### [EXERCISE DETAILS]
Can you copy out all of the rows below verbatim, omitting the picture?

BEGIN ROWS

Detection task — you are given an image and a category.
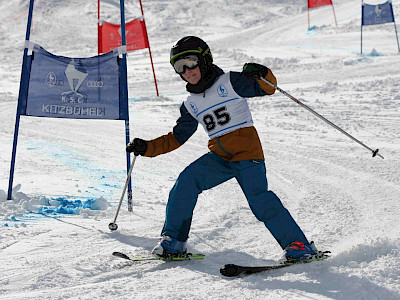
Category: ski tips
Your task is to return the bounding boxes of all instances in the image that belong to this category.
[219,264,243,277]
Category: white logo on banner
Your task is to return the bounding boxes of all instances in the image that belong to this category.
[61,60,88,103]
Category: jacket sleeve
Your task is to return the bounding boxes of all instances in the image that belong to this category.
[230,69,277,98]
[144,104,198,157]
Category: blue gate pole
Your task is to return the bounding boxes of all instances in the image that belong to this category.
[360,0,364,54]
[120,0,133,212]
[7,0,34,200]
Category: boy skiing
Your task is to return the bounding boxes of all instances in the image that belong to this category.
[126,36,321,261]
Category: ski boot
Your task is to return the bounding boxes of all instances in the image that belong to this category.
[151,235,186,259]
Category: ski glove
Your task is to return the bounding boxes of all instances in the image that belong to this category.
[126,138,147,156]
[242,63,268,79]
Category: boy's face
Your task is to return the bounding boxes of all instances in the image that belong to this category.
[182,66,201,85]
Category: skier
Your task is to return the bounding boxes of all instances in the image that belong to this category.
[126,36,321,261]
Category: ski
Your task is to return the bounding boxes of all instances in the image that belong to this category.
[113,252,205,261]
[220,251,330,277]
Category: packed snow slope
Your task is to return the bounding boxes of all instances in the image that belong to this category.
[0,0,400,300]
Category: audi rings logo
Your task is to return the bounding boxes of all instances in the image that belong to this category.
[46,72,64,87]
[86,79,104,88]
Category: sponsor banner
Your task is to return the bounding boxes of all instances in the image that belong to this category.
[362,1,394,26]
[26,48,120,120]
[308,0,332,8]
[99,19,149,53]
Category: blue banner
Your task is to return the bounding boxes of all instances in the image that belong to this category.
[25,47,121,120]
[361,1,394,26]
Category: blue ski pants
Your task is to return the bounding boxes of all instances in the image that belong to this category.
[162,152,308,249]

END ROWS

### [THE COMPLETED TASK]
Detection task — you are given an image and a category.
Category: ski tips
Your task is to return the bounding boxes of all instances in the image that belong to this category.
[219,264,243,277]
Category: white logo on banner
Your task is to return the bounding boxes of all instances in the image that belong to this category.
[61,60,88,103]
Category: jacket sleeve
Your task is to return the bounding boxes of all instances in the image that belong to this category.
[230,69,277,98]
[144,104,198,157]
Category: blue gate pole
Your task is to return the bounding boxes of all instances in the image that belong to this category.
[360,0,364,54]
[120,0,133,212]
[7,0,34,200]
Category: boy skiing
Your task is to return the bounding boxes of all instances in the image that belong to this category.
[126,36,321,261]
Category: ski boot
Your task is to return the bounding boxes of all instances in the image that belong to this category.
[151,235,186,259]
Category: ski glove
Your task is to return the bounding boxes of all instances in the image that belong to this category.
[126,138,147,156]
[242,63,268,79]
Category: boy's face
Your task is to return the bounding boxes of all instances in the image that belong to this category.
[182,66,201,85]
Category: skier
Your task is to return the bounding boxes of all instances in the image that belong to this category.
[126,36,321,261]
Category: ski
Your task is to return the bounding boxes of all instances in the image that belong to this category.
[113,252,205,261]
[220,251,330,277]
Category: packed snow slope
Your task is to return the bounding boxes of all instances in the image that belong to this category.
[0,0,400,300]
Category: audi rings logo
Your task is to return the bounding boxes of all instances in the image that belong to this category.
[46,72,64,87]
[86,79,104,88]
Category: sponsor banner
Your task is to return the bounding boxes of all instances in the image that belong to this category.
[362,1,394,26]
[26,48,120,120]
[308,0,332,8]
[99,19,149,53]
Category: blue banner
Your task is to return the bounding boxes of all instances in the image that belong to this category.
[25,47,121,120]
[361,1,394,26]
Category: blue ski pants
Your task is to return the bounding boxes of all instances in the image that belong to this category.
[162,152,308,249]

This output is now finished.